*GIVEN INSTRUCTION*. Can you render each line of the rows below as a JSON list of strings, one string per line, with blank lines omitted?

Point annotation dataset rows:
▼▼▼
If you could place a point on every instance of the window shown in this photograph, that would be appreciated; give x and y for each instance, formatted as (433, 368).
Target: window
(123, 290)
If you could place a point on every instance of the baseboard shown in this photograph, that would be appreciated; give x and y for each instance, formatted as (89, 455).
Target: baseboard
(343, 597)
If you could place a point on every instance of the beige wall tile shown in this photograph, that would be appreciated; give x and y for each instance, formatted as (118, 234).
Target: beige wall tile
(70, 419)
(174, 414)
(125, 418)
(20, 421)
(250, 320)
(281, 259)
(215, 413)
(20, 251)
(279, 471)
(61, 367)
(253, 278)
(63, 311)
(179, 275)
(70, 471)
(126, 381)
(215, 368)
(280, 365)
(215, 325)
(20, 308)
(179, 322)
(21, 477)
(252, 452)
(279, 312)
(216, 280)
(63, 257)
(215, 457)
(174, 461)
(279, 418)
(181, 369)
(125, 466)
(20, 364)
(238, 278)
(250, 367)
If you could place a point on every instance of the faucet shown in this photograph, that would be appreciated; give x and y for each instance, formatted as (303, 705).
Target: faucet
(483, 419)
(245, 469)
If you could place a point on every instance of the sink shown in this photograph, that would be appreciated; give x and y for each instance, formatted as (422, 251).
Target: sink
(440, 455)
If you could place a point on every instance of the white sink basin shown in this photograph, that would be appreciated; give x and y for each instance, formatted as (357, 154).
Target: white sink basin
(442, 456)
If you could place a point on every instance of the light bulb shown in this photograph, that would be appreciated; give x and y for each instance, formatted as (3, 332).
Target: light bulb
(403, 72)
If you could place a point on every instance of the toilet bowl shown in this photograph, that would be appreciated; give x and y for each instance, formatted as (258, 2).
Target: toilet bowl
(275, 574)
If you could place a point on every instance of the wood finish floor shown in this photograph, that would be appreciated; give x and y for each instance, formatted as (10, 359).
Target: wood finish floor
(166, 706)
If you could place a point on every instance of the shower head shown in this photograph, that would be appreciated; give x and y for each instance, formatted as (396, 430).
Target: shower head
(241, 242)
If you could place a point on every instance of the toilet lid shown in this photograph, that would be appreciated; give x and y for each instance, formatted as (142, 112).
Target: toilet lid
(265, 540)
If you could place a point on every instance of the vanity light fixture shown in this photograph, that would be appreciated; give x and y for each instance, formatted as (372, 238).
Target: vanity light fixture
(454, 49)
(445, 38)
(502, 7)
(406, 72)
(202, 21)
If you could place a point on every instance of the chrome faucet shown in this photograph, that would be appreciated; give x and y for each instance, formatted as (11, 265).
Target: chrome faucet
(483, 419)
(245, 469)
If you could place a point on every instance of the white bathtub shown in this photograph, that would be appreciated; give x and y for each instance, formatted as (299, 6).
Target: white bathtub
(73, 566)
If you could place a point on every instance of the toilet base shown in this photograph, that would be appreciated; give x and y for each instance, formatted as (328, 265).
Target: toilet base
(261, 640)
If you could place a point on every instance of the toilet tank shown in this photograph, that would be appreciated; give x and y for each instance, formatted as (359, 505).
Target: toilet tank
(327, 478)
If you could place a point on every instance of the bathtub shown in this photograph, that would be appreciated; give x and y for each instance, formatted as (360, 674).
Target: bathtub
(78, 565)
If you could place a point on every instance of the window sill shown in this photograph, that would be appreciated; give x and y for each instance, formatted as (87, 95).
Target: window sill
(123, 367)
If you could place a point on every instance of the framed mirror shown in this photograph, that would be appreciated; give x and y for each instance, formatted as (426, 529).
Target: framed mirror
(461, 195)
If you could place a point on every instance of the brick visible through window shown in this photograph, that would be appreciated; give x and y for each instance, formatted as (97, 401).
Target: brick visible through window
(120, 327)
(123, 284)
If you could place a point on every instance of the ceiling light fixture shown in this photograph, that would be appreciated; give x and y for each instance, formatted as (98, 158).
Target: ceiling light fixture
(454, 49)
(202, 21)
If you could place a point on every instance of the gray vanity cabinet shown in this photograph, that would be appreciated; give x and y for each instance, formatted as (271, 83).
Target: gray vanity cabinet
▲▲▲
*EXPECTED OUTPUT*.
[
  "If you could place a point on every instance of the window shown in this photograph, that would be appreciated; give x and y for each instance, formatted as (433, 368).",
  "Target: window",
  "(123, 290)",
  "If you could place a point on every instance of the baseboard shown in this photograph, that would be appreciated; give x and y for each instance, formatted as (89, 455).",
  "Target: baseboard",
  "(343, 597)",
  "If you could place a point on every instance of the beige wall tile shown in this photograph, that would be appreciated; give x and y for each instance, formatted as (118, 234).",
  "Target: beige wall tile",
  "(70, 419)",
  "(174, 414)",
  "(125, 418)",
  "(20, 421)",
  "(250, 320)",
  "(281, 259)",
  "(215, 413)",
  "(20, 251)",
  "(279, 471)",
  "(61, 367)",
  "(253, 278)",
  "(63, 311)",
  "(179, 275)",
  "(70, 471)",
  "(126, 381)",
  "(215, 368)",
  "(280, 365)",
  "(215, 325)",
  "(20, 308)",
  "(179, 322)",
  "(21, 477)",
  "(252, 452)",
  "(279, 312)",
  "(216, 280)",
  "(63, 257)",
  "(215, 457)",
  "(174, 461)",
  "(279, 418)",
  "(181, 369)",
  "(125, 466)",
  "(20, 364)",
  "(238, 278)",
  "(250, 367)",
  "If you could place a point on every instance of the faucet shown in this photograph, that would be appreciated; give x and y for each instance, formatted as (303, 705).",
  "Target: faucet",
  "(483, 419)",
  "(245, 469)",
  "If you could place a point on every instance of the sink shown in this photograph, that would be appreciated; give x and y for each instance, formatted as (422, 251).",
  "Target: sink",
  "(440, 455)",
  "If you could place a point on every instance of the white sink basin shown in this photograph, that would be appreciated; give x and y for each instance, formatted as (357, 154).",
  "Target: white sink basin",
  "(442, 456)",
  "If you could place a point on every instance of the light bulb shown in this photograph, that would be appreciated; give x and y for each instance, formatted as (3, 332).",
  "Target: light bulb",
  "(403, 72)",
  "If you could place a point on every instance of the toilet bowl shown in this photograph, that would be appreciated; give x and y for each instance, formatted as (258, 2).",
  "Target: toilet bowl",
  "(275, 574)",
  "If you could place a point on every instance of the wood finish floor shown in this photograph, that would be appreciated; give x and y for each instance, formatted as (10, 359).",
  "Target: wood finish floor",
  "(166, 706)",
  "If you could place a point on every instance of the shower head shown in this photograph, that would be appreciated; give x and y for each instance, formatted as (396, 430).",
  "Target: shower head",
  "(241, 242)",
  "If you could place a point on every instance of the toilet lid shown in this photograph, that would be appreciated; give x and y for each instance, formatted as (142, 112).",
  "Target: toilet lid",
  "(265, 540)",
  "If you could place a point on every instance of the vanity light fixture shown in this photograph, that would be appreciated; give x and y for each instance, formatted as (372, 238).",
  "Target: vanity light fixture",
  "(454, 49)",
  "(445, 38)",
  "(502, 7)",
  "(406, 72)",
  "(202, 21)",
  "If you could place a point on every instance of the chrome faucet shown in this photograph, that would be appreciated; give x and y for each instance, formatted as (11, 265).",
  "Target: chrome faucet",
  "(483, 419)",
  "(245, 469)",
  "If you could place a point on every instance of the white bathtub shown in this photograph, that would be appreciated; give x and y for each instance, formatted as (299, 6).",
  "Target: white bathtub",
  "(73, 566)",
  "If you could place a point on every instance of the toilet base shown in this photograph, that would be appreciated; give x and y for each instance, formatted as (328, 265).",
  "Target: toilet base",
  "(261, 640)",
  "If you could place a point on every instance of the toilet tank shown in this photograph, that would be appreciated; give x and y for each instance, formatted as (359, 505).",
  "Target: toilet tank",
  "(327, 478)",
  "If you could place a point on every instance of the bathtub shown in this photograph, that would be appreciated; give x and y for each instance, formatted as (360, 674).",
  "Target: bathtub",
  "(78, 565)",
  "If you could place a point on every instance of the window sill shown in this photograph, that would be appreciated; give x and y for each instance, formatted as (87, 95).",
  "Target: window sill",
  "(123, 367)",
  "If you could place a point on every instance of the framed mirror shown in this photograph, that would be appreciated; give x and y for each instance, formatted as (426, 529).",
  "Target: framed mirror",
  "(461, 195)",
  "If you could place a point on every instance of the brick visible through window shown in this photograph, that would be appreciated; give x and y for each instance, formatted as (97, 401).",
  "Target: brick visible through window",
  "(120, 327)",
  "(123, 284)",
  "If you could place a point on every instance of the ceiling light fixture shown in this photograph, that would be appreciated; give x and y for each instance, formatted as (98, 158).",
  "Target: ceiling light fixture",
  "(454, 49)",
  "(202, 21)",
  "If you could place a point on every instance of the gray vanity cabinet shown in this photograph, that would be appreciated; give x and y for each instance, formatted as (271, 83).",
  "Target: gray vanity cabinet"
]